**What needs to be done**: Each entry below should be printed exactly as given.

--- Source data Enclosed Below ---

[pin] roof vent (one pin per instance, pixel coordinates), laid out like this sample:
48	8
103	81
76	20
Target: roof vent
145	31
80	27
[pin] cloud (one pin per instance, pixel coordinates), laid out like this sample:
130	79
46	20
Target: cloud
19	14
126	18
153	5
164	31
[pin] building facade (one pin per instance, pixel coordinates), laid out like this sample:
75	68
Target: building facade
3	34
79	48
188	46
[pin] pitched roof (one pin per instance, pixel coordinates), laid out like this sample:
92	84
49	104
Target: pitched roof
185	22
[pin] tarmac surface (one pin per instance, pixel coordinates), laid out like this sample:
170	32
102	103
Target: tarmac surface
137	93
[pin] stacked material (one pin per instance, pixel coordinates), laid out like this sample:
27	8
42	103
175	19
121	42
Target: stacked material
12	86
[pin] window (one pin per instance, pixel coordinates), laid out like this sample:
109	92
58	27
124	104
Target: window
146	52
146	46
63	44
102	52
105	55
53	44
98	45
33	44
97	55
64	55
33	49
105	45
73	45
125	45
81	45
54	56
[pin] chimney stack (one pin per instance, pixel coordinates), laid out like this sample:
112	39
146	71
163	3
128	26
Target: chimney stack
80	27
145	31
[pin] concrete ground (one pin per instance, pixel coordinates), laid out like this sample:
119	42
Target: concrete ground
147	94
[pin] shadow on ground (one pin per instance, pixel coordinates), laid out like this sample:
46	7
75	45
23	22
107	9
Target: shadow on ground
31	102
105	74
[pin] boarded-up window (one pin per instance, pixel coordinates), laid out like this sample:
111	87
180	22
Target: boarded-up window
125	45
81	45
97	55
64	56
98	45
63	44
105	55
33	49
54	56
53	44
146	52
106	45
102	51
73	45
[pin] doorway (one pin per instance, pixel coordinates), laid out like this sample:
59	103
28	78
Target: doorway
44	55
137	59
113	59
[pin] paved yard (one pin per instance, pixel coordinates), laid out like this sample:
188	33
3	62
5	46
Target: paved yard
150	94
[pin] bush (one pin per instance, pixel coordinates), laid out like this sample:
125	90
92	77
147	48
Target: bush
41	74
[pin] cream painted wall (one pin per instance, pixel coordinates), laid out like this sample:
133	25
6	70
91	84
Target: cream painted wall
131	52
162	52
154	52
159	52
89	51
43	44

--- End of Enclosed Source data ---

**Exercise solution**:
[pin] roof vent (one pin per instance, pixel coordinates), laid out like this sample:
48	8
103	81
76	20
Target: roof vent
145	31
80	27
[pin] cloud (one pin per instance, pixel coordinates), laid out like this sample:
130	79
46	20
Target: cloud
19	14
126	18
153	5
164	31
[pin] building facade (one pin per instance, pixel coordinates), laid out like this sample:
75	68
Target: building facade
3	34
79	48
188	46
[pin] pitched roof (one pin per instance, pixel coordinates), laid out like this sample:
92	84
49	104
Target: pitched roof
185	22
[pin] tarmac surface (one pin per instance, pixel coordinates), laid out like this sample:
170	32
102	103
Target: tarmac surface
137	93
[pin] stacked material (one pin per instance, pixel coordinates), laid out like this sample:
27	8
42	103
175	19
121	42
Target: stacked material
12	86
[pin] window (one pin per instance, pixel coordinates), laid out like this sample:
109	92
58	27
124	104
Target: window
146	52
146	46
63	44
102	52
105	55
53	44
98	45
33	44
97	55
64	55
33	49
105	45
73	45
125	45
81	45
54	56
[pin] chimney stack (one pin per instance, pixel coordinates), laid out like this sample:
112	39
146	71
163	3
128	26
Target: chimney stack
80	27
145	31
[pin] concrete ground (one pin per instance, pixel coordinates), laid out like this sample:
119	42
Target: concrete ground
147	94
[pin] shadow on ground (one pin per instance, pixel coordinates), laid out like this sample:
46	7
75	45
23	22
107	9
Target: shadow on ground
31	102
105	74
[pin] boarded-up window (one pin per instance, pixel coordinates), laid out like this sample:
111	87
180	22
Target: boarded-up window
125	45
81	45
97	55
64	56
98	45
63	44
105	55
33	49
54	56
53	44
146	52
106	45
102	51
73	45
[pin] doorway (one pin per instance, pixel coordinates), laid out like this sample:
59	103
28	78
Target: doorway
44	55
137	59
113	59
[pin] paved yard (one pin per instance, pixel coordinates), laid out like this sample:
188	33
3	62
5	46
Target: paved yard
150	94
[pin] bush (one pin per instance, pixel coordinates), laid out like this sample:
125	90
92	77
147	48
Target: bush
41	74
[pin] cream painted wall (one pin per instance, pixel coordinates), laid out like this sample:
133	25
6	70
91	84
Target: cream painted wall
131	52
162	52
154	52
159	52
89	51
43	44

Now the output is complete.